_Given exercise A_:
Update the engine forum thread from "## drifterdan (Feb" up to and including "(Nov 12, 2004)", putting "cheap" in place of "cheep".
_Given exercise B_:
Answer these about the engine forum thread:
(i) For what car does drifterdan need the engine?
(ii) Which two engine sellers does Domdogg123 name?
(iii) What swap does Zen31ZR say could almost be done for the same money?
_Given exercise C_:
Pick up the engine forum thread where it stops and continue it.
* START Selected extract *
# need engine



## drifterdan (Feb 14, 2005)

hey i need a vg30 (ET) for a 88 300zx if any 1 can get me that engine for 
cheep just pm me


----------



## Domdogg123 (Nov 12, 2004)

drifterdan said:


> hey i need a vg30 (ET) for a 88 300zx if any 1 can get me that engine for
> cheep just pm me


300hp N/A
Noyan Engines
Nippon Motors

That's your best bet....other than local engines.


----------



## siamiam (Feb 10, 2005)

that 300hp na motor would be fun but damn thats expensive.


----------



## Zen31ZR (Mar 24, 2004)

siamiam said:


> that 300hp na motor would be fun but damn thats expensive.


Yeah, for only 300 Hp. Could almost do an RB26 swap for that. If you left the engine stock, you _could_ do it for that.


----------



## JAMESZ (Mar 12, 2004)

♣Zen31ZR♣ said:


> Yeah, for only 300 Hp. Could almost do an RB26 swap for that. If you left the engine stock, you _could_ do it for that.


You underestimate the costs of that swap...


----------



## jbraun (Mar 2, 2005)
* END Selected extract *
* START Record list *
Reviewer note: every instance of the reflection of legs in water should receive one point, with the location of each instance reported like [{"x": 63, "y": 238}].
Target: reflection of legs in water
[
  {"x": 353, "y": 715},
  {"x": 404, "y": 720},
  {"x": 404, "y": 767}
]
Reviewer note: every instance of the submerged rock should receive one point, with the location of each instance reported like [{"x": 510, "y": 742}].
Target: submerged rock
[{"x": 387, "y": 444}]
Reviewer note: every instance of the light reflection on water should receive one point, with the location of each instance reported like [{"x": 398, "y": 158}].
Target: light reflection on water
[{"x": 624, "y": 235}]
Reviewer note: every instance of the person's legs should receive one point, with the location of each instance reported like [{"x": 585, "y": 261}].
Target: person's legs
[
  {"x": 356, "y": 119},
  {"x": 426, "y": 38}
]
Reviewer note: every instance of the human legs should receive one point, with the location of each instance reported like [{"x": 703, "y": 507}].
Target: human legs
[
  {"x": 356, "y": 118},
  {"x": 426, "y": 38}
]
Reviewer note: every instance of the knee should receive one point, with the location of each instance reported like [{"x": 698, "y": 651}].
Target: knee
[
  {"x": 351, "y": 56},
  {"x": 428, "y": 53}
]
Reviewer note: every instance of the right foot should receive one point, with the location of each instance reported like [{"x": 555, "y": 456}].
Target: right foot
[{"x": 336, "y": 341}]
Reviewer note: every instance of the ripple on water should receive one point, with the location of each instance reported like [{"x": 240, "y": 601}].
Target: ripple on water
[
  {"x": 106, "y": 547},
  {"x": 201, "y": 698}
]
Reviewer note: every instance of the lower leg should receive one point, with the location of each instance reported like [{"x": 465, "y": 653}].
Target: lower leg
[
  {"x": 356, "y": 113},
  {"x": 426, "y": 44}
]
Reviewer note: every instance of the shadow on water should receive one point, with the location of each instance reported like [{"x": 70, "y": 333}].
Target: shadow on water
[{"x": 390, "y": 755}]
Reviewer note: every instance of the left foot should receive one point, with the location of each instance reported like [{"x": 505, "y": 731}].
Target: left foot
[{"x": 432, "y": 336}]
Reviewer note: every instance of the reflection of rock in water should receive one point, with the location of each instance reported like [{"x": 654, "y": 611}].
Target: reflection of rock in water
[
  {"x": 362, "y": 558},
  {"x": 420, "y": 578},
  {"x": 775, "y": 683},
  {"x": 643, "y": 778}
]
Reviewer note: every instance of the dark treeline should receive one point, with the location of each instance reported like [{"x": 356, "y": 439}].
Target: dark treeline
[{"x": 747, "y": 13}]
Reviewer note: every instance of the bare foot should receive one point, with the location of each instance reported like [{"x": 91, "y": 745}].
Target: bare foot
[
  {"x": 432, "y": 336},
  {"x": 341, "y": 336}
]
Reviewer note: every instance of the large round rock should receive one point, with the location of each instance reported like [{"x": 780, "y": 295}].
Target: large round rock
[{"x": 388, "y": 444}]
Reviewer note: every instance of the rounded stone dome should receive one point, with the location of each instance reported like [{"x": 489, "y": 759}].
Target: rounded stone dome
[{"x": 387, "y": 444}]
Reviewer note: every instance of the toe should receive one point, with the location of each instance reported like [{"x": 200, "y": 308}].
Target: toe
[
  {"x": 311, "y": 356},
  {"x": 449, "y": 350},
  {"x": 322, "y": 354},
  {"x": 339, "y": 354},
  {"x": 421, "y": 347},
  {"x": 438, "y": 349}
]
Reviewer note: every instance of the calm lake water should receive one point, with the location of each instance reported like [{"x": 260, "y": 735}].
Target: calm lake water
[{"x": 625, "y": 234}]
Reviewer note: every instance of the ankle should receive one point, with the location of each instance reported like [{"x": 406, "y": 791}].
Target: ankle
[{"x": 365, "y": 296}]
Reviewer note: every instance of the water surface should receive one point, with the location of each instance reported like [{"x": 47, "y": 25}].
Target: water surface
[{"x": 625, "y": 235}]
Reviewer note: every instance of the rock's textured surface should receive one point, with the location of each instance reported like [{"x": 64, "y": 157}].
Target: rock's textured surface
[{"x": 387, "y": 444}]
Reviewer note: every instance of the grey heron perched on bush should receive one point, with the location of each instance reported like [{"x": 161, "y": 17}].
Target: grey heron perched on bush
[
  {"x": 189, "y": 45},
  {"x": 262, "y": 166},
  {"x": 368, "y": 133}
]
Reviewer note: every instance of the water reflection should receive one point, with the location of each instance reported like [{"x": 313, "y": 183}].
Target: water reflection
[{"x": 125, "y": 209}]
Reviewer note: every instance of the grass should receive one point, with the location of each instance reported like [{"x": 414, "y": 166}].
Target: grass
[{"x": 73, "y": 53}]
* END Record list *
_Exercise output A_:
## drifterdan (Feb 14, 2005)

hey i need a vg30 (ET) for a 88 300zx if any 1 can get me that engine for 
cheap just pm me


----------



## Domdogg123 (Nov 12, 2004)

_Exercise output B_:
(i) An 88 300zx.
(ii) Noyan Engines and Nippon Motors.
(iii) An RB26 swap.

_Exercise output C_:
if i have an engine, and am planning on buying a car with a blown motor, what costs should i expect for the engine swap besides the cost of the car?


----------



## gavinbalmer (Sep 29, 2004)

drifterdan said:


> hey i need a vg30 (ET) for a 88 300zx if any 1 can get me that engine for
> cheep just pm me


Hi this may not be what you want to hear but when the engine in my z32 went bang i fit a modded small block chevy with TH400 with no major problems (cheap powerfull fun). If you want pics or info on conversion drop me a line. Gavin


----------



## Zen31ZR (Mar 24, 2004)

gavinbalmer said:


> Hi this may not be what you want to hear but when the engine in my z32 went bang i fit a modded small block chevy with TH400 with no major problems (cheap powerfull fun). If you want pics or info on conversion drop me a line. Gavin


For shame. You wanna put an SBC in something, please put it in a Chevy.


----------



## Zen31ZR (Mar 24, 2004)

JAMESZ said:


> You underestimate the costs of that swap...


Did you _see_ how much that engine was? Sorry, but my name is not Dr Buddha, and I don't pay $5000 to have motor/tranny mounts welded into my car.... :loser:


----------



## JAMESZ (Mar 12, 2004)

♣Zen31ZR♣ said:


> Did you _see_ how much that engine was? Sorry, but my name is not Dr Buddha, and I don't pay $5000 to have motor/tranny mounts welded into my car.... :loser:


Motor and tranny mounts are the cheap part.


----------



## Zen31ZR (Mar 24, 2004)

JAMESZ said:


> Motor and tranny mounts are the cheap part.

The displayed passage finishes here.